> _Exercise task_: Reproduce word for word the part of the rows that opens with the line containing "Spot the silhouetted" and runs through the end of the rows, including both ends. Leave the pictures out of your answer.

[Rows from a point labeling set]
★ ★ ★ ★ ★ ★ ★
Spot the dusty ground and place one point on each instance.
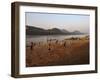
(73, 53)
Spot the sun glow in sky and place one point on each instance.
(70, 22)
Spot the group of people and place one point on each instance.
(49, 43)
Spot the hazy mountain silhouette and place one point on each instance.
(32, 30)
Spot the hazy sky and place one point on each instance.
(70, 22)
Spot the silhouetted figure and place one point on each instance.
(32, 46)
(56, 41)
(49, 47)
(64, 44)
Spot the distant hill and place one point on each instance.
(32, 30)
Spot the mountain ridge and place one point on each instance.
(32, 30)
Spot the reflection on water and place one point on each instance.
(44, 38)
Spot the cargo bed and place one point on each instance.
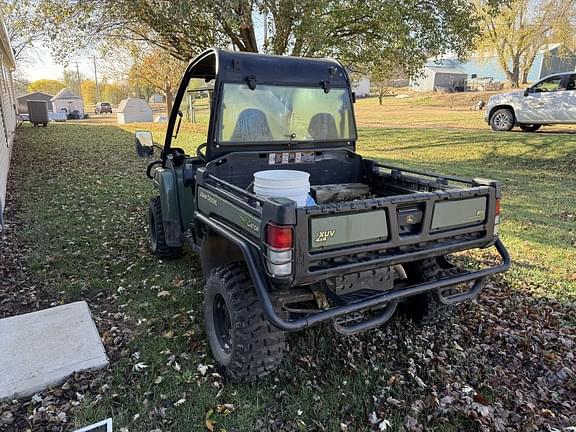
★ ★ ★ ★ ★ ★ ★
> _Exercise output_:
Spot the silhouetted figure and place one point on each instance.
(32, 46)
(56, 41)
(49, 47)
(64, 44)
Spot the distant hill and place one point on each instance.
(32, 30)
Spot the mountain ridge and place one point on each instance.
(32, 30)
Spot the reflection on water and place one point on each instance.
(44, 38)
Spot the cargo bed and place one point on each instance.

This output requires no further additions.